[[ Excerpted text open ]]

A recent survey found that the Big Bang theory, among other established scientific facts, is widely doubted in the United States. Acceptance of things like a link between smoking and cancer is much more widespread.
The concepts with low levels of acceptance all relate to events far outside everyday experience. The big bang, the idea that the universe came into existence by expanding from a single point, is a prime example of the issue. The universe was born approximately 13.8 billion years ago.
Evolution, the age of the Earth and global warming are similar in that regard; all too far removed from daily life to be readily understood and all doubted by many Americans.
The Associate Press-GfK survey asked respondents about their confidence in several statements about science and medicine. About 40 percent are not too confident or not at all confident that the earth is being warmed, mainly by human action; that the planet is about 4.5 billion years old, or that life evolved over a long period of time. Most respondents expressed at least some confidence in those concepts, but not in the Big Bang theory. 51 percent questioned it.

[[ Excerpted text closed ]]

■ What you need to do
[A] Transcribe the survey article from "The concepts with" up to and including "billion years ago.".
[B] For each statement, answer yes or no depending on whether it agrees with the survey article, and quote the article's deciding words exactly: (i) The universe came into being about 13.8 billion years ago. (ii) Most respondents expressed at least some confidence in the Big Bang theory. (iii) Acceptance of a link between smoking and cancer is less widespread than acceptance of the Big Bang theory.

[[ Data supplied open ]]

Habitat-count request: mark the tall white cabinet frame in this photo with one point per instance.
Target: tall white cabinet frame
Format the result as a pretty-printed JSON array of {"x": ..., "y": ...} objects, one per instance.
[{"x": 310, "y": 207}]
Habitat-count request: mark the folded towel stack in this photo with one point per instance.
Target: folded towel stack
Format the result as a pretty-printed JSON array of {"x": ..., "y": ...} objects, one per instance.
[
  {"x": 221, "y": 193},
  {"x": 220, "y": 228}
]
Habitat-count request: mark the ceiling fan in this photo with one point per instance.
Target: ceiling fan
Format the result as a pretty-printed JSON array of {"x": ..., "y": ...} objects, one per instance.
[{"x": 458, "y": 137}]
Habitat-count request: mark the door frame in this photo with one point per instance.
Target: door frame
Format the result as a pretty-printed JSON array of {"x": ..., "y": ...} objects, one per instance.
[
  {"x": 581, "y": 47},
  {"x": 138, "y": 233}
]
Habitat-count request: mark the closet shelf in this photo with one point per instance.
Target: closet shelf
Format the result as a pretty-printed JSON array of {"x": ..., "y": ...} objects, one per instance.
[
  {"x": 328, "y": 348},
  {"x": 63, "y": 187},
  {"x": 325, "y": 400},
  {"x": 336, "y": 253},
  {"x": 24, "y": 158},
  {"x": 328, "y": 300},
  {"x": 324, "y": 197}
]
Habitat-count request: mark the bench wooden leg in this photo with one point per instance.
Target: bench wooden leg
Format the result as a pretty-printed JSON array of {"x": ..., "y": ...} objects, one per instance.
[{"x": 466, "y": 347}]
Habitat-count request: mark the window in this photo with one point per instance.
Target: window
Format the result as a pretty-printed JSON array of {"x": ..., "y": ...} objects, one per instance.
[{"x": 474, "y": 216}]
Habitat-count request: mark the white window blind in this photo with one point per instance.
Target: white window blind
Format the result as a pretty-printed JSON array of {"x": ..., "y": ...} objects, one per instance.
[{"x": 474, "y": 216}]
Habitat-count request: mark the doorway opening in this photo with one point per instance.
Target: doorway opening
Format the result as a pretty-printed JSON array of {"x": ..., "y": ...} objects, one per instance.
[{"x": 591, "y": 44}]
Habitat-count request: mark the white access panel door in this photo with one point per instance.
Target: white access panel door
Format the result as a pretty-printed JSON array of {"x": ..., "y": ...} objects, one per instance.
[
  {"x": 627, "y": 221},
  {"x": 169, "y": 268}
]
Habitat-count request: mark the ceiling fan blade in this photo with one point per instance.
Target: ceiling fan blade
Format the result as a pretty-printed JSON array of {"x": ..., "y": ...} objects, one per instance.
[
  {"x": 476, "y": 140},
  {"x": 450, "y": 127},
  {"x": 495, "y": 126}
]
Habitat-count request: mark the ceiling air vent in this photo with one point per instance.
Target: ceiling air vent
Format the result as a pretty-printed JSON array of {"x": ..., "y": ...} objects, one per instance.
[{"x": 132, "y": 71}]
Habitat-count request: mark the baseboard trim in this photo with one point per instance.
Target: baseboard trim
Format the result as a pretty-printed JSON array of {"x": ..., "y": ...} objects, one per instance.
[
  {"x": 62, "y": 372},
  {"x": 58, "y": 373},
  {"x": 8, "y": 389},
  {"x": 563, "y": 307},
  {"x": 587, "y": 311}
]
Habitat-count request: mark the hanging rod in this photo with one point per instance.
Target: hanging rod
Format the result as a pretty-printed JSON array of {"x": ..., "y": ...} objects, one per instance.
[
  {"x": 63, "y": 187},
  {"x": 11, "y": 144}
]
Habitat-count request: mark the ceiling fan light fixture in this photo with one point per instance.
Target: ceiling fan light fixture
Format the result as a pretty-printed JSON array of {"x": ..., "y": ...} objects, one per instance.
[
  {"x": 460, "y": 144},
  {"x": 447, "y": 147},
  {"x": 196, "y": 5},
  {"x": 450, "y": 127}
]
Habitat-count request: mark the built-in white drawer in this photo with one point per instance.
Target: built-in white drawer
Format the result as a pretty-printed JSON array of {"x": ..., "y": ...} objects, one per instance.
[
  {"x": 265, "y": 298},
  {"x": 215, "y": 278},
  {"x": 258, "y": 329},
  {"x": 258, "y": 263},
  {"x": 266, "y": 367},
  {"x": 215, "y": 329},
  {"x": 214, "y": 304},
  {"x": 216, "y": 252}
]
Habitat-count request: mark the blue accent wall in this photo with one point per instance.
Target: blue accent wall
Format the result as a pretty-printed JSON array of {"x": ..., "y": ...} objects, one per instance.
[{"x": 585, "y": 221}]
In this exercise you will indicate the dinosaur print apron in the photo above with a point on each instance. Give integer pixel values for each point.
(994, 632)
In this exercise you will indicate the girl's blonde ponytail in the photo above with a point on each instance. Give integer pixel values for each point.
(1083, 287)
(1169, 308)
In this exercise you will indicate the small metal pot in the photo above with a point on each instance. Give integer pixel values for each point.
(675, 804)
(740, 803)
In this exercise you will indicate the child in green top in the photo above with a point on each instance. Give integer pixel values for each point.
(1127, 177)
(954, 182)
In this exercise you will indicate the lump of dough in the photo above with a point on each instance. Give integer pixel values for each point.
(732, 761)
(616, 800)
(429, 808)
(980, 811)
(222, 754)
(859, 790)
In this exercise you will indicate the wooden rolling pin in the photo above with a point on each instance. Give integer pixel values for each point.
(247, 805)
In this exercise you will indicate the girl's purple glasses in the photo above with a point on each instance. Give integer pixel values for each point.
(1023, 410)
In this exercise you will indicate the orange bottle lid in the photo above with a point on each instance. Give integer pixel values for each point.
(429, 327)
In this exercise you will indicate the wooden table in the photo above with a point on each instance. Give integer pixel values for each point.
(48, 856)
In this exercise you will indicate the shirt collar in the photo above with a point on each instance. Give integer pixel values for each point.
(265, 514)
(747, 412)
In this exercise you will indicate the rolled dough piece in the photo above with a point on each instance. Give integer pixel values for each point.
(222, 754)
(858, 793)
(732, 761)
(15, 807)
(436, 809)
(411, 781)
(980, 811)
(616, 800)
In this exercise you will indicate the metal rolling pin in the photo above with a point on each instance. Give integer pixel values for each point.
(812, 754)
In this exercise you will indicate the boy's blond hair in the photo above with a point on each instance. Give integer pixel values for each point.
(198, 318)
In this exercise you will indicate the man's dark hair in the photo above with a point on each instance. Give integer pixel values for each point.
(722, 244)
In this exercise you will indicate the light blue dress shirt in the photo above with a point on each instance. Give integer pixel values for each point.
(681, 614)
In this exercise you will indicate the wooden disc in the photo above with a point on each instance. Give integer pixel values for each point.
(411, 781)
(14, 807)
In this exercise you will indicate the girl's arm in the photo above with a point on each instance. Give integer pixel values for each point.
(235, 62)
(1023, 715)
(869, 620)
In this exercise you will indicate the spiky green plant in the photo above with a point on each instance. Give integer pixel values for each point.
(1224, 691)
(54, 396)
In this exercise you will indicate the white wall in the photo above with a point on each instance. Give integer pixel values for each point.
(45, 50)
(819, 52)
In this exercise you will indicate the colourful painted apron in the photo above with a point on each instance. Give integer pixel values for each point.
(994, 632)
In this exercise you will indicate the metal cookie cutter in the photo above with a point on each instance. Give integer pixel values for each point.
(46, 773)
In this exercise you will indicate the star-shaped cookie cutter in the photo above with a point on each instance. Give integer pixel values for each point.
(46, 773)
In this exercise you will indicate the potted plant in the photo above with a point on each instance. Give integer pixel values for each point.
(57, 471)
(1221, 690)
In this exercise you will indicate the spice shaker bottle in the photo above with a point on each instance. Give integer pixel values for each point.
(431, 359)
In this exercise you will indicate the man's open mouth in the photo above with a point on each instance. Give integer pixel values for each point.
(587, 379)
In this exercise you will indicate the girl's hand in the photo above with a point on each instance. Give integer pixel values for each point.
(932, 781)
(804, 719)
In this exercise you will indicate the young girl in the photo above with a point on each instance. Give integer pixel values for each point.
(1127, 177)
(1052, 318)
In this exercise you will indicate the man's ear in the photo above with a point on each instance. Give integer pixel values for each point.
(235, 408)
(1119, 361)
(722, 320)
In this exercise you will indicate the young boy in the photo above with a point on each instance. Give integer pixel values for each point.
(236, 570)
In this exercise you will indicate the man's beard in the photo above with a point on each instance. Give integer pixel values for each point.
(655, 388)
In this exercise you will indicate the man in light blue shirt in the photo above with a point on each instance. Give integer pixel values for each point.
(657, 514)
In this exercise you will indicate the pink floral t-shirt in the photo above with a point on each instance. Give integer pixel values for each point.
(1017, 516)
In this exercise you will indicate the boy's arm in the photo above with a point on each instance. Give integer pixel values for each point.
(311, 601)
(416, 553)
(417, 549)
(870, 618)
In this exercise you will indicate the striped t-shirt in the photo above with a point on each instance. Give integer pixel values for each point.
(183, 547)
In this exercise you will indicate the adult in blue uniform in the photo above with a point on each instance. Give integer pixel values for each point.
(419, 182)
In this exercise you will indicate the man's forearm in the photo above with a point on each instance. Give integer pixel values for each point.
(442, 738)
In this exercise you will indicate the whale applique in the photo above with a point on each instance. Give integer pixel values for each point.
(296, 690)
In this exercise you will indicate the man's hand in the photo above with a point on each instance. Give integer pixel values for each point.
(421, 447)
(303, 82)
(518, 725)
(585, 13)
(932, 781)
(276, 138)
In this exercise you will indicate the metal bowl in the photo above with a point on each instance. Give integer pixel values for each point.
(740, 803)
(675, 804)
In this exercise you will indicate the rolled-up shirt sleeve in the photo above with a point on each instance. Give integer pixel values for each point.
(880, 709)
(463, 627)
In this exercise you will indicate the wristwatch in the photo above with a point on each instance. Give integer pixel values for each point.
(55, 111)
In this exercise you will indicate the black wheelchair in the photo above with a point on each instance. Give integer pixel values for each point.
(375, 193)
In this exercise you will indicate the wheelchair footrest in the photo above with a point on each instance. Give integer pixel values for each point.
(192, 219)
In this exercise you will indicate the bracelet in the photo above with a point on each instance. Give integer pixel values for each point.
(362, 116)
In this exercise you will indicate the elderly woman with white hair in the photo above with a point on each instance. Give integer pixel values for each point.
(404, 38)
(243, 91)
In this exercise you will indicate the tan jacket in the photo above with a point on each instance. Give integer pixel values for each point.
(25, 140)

[[ Data supplied closed ]]

■ List of solutions
[A]
The concepts with low levels of acceptance all relate to events far outside everyday experience. The big bang, the idea that the universe came into existence by expanding from a single point, is a prime example of the issue. The universe was born approximately 13.8 billion years ago.

[B]
(i) Yes: "The universe was born approximately 13.8 billion years ago."
(ii) No: "Most respondents expressed at least some confidence in those concepts, but not in the Big Bang theory. 51 percent questioned it."
(iii) No: "Acceptance of things like a link between smoking and cancer is much more widespread."